◆ What needs to be done ◆
Turn the stretch of lines from the one containing "Every <instance> block" through the one containing "1081L738 1062L702 1067L671" into a JSON list of strings, one string per line, leaving out blank lines.

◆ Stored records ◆
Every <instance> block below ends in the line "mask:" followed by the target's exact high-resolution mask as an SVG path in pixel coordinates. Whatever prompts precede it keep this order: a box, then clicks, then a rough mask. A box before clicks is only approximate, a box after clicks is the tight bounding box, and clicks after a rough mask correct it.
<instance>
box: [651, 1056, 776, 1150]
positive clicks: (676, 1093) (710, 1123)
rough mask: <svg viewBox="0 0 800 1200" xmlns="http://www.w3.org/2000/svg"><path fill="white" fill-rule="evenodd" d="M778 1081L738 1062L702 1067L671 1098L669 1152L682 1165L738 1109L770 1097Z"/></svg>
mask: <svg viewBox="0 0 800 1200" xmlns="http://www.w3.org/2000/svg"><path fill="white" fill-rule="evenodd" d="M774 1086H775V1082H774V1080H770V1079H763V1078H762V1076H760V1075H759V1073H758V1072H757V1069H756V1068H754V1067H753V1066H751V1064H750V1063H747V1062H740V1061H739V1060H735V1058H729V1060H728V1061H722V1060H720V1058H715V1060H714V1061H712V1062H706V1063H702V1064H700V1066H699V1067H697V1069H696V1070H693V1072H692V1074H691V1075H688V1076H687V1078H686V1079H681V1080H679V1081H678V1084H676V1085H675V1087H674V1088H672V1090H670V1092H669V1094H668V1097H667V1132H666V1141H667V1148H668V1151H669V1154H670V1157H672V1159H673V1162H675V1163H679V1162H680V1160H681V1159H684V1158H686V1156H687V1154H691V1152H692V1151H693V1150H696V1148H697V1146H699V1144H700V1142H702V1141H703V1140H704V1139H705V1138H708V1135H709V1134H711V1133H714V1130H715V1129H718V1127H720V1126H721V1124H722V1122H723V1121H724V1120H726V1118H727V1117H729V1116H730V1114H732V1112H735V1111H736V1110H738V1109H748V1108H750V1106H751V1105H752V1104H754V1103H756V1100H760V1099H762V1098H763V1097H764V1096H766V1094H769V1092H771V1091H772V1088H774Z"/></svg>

* * *

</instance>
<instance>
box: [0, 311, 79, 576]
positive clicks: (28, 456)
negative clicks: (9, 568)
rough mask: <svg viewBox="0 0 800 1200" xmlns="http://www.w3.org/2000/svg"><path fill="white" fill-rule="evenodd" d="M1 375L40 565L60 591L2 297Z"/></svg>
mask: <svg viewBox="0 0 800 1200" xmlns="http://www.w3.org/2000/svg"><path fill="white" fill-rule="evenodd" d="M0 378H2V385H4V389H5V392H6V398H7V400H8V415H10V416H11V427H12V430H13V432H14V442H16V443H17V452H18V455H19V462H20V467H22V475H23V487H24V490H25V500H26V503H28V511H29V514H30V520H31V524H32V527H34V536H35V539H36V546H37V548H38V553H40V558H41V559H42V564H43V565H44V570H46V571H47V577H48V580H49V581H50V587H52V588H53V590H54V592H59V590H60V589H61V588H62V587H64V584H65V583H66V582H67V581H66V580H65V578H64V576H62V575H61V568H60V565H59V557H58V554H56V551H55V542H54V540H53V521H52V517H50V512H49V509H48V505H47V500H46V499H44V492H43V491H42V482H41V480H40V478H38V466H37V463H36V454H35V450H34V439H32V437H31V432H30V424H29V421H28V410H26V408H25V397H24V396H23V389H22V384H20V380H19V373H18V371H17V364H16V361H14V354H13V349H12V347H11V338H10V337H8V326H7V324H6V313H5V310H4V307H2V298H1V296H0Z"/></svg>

* * *

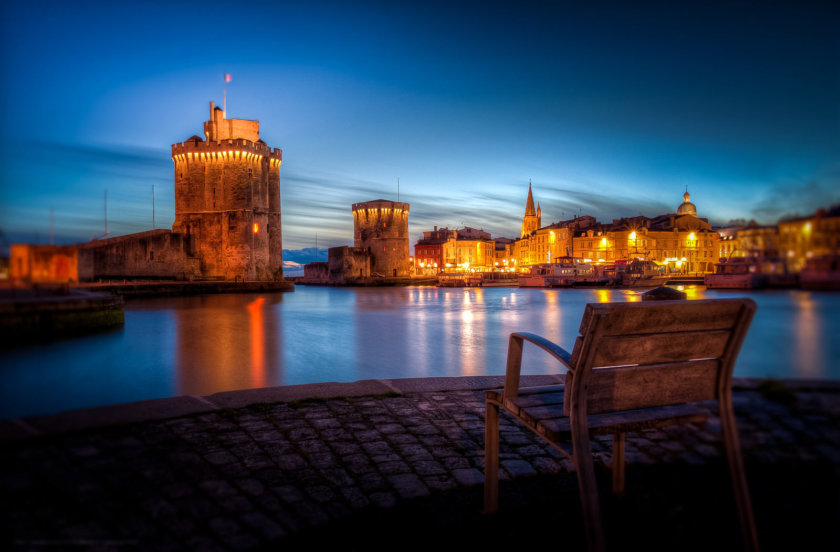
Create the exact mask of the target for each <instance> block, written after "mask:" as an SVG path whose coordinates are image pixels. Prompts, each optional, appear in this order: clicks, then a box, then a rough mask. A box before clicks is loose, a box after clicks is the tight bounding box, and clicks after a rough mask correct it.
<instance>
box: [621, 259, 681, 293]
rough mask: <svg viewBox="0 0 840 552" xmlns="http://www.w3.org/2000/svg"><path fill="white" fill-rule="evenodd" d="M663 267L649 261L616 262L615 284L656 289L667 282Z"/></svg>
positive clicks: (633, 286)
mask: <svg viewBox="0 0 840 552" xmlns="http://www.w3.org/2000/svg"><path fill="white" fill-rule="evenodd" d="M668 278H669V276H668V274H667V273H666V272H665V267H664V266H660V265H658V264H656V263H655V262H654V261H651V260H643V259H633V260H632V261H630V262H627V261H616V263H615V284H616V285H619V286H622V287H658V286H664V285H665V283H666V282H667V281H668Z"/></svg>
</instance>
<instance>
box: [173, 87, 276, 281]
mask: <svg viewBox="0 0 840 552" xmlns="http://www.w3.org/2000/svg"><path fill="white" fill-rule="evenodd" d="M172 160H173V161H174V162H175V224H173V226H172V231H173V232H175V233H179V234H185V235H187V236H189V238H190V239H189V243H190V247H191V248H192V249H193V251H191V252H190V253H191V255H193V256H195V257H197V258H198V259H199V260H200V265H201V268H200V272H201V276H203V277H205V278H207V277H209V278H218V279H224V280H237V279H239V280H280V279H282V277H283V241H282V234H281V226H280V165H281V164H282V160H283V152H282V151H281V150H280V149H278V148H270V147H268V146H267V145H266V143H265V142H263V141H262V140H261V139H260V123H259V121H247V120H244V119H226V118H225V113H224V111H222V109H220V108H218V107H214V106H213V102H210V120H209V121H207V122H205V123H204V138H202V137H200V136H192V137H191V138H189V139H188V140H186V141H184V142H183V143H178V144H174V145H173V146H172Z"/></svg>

◆ Task solution ◆
[
  "Every <instance> block below ends in the line \"mask:\" followed by the target's exact high-resolution mask as an SVG path in pixel coordinates. Whatever prompts precede it keep this order: a box, then clicks, then a rough mask. A box before clicks is only approximate, a box after clicks is the tight bounding box, and clicks after a rough mask correct it.",
  "<instance>",
  "box: [651, 1056, 776, 1150]",
  "positive clicks: (676, 1093) (710, 1123)",
  "rough mask: <svg viewBox=\"0 0 800 1200\" xmlns=\"http://www.w3.org/2000/svg\"><path fill=\"white\" fill-rule=\"evenodd\" d=\"M778 1081L738 1062L702 1067L671 1098L669 1152L682 1165L738 1109L770 1097Z\"/></svg>"
]